> Complete the following:
A. In the forum thread about tank portfolios, what does the first post say a portfolio gives you when you rescape?
B. Translate this sentence from the forum thread about tank portfolios into Spanish: "That way when you rescape, you'll always have a nice record of your work."
C. Keep the forum thread about tank portfolios going from the point where it stops.

> Document passage:
I think having a porfolio is a excellent idea! That way when you rescape, you'll always have a nice record of your work. Pretty cool! Kudos to all for the effort!


----------



## Phil Edwards (Jan 22, 2004)

Very nice Harry! I like that idea a lot.


----------



## SAWALLACE (Dec 24, 2004)

travis said:


> OK I think I missed most of the portfolios because of member pics like this one. Sorry but I am often easily distracted


You ain't kiddin!! 

I think a portfolio is a great idea personally, hopefully they won't notice the dates.


----------



## John P. (Nov 24, 2004)

HarryPlanter said:


> I did feel much sorry that I've make such a mistake.
> However having a nice presentation is just to show our serious and respect to the Contest. Of cause, the content and the layout of the tank is the major point and a good quality of photo will also help.


Well, it looks great. Nice job!


----------



## Jerms55555 (Apr 14, 2005)

> Material supplied:
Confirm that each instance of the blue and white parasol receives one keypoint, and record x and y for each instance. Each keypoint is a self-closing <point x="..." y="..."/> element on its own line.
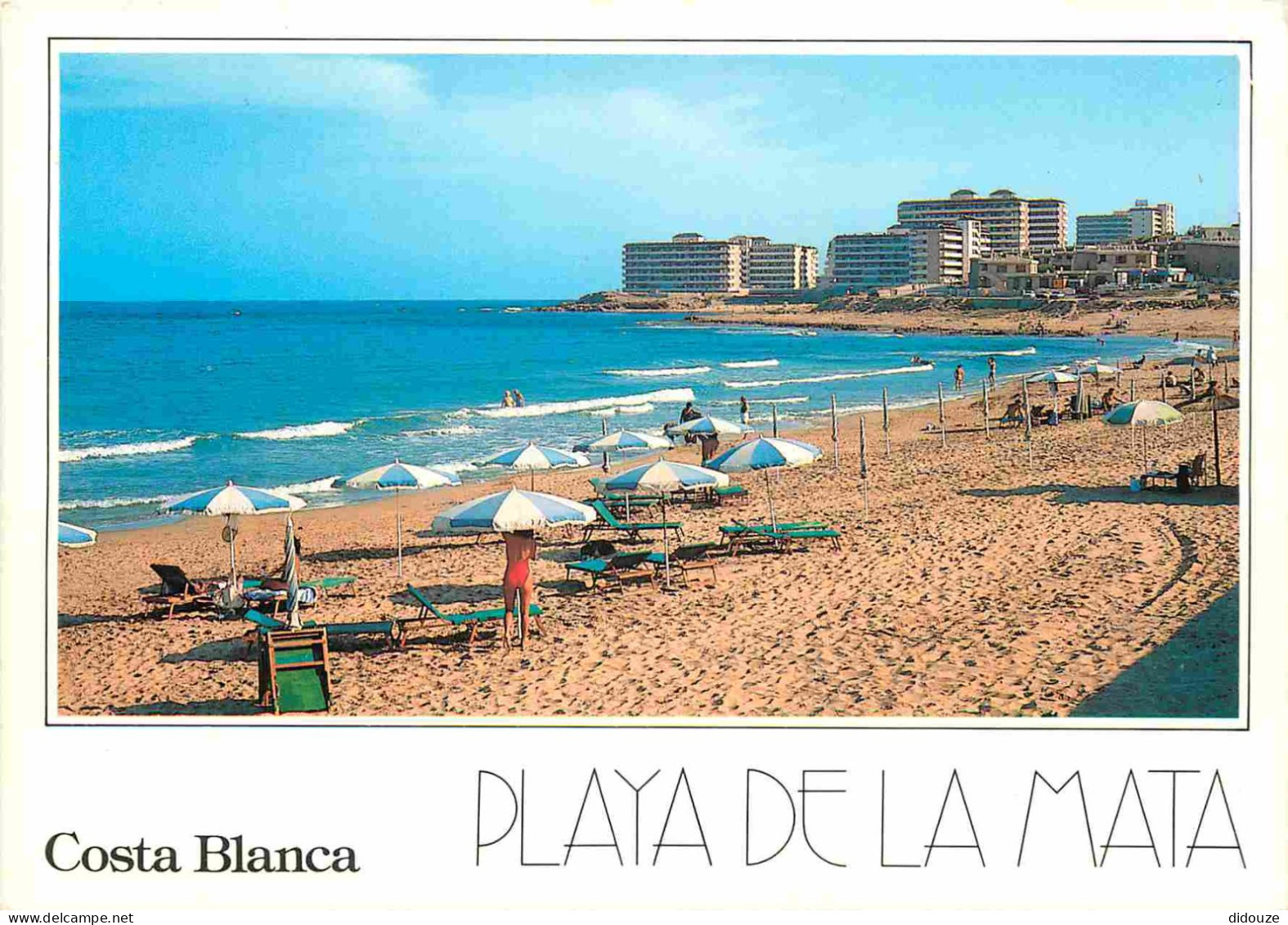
<point x="506" y="512"/>
<point x="532" y="456"/>
<point x="765" y="454"/>
<point x="230" y="501"/>
<point x="398" y="477"/>
<point x="72" y="537"/>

> Answer set:
A. A nice record of your work.

B. De esa forma, cuando rediseñes el paisaje de tu acuario, siempre tendrás un buen registro de tu trabajo.

C.
I like that whole presentation thing...I thought it looked really nice!!!!.....They'll probably throw it all away and only keep what the want, unless you ask for it back, right???? :???: 

Anyways, HarryPlanter it looks great!!!! And tell your other female friends to send some more of those sexy hot girl photos this way!!! [smilie=k:


----------



## Rupert (Feb 22, 2005)

I thought that the fine packaging showed that the sender had a deeper understanding of the receivers [Japanese] culture and the context in which the competition entries would be received.

Everything in Japan is about the details, processes and managing expectations; items given to other people are often packaged elaborately to signify the importance of "thought" behind them and the status of the receiver.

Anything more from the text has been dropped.